▶ [Task details]: Please say how many lines of the listing hold "window", with no other words in the answer.

········

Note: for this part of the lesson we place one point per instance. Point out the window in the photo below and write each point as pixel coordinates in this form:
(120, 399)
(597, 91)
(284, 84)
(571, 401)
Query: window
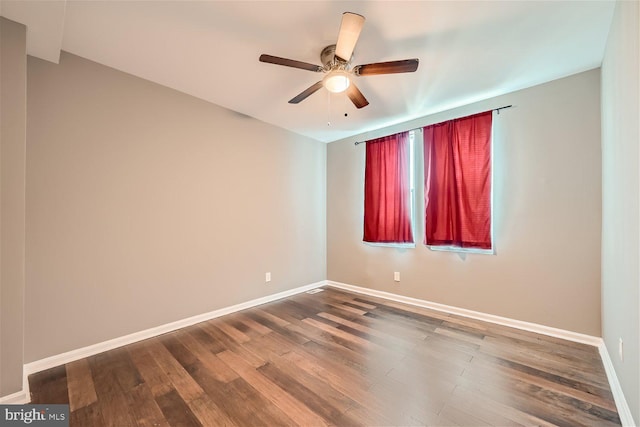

········

▶ [Completed exercise]: 2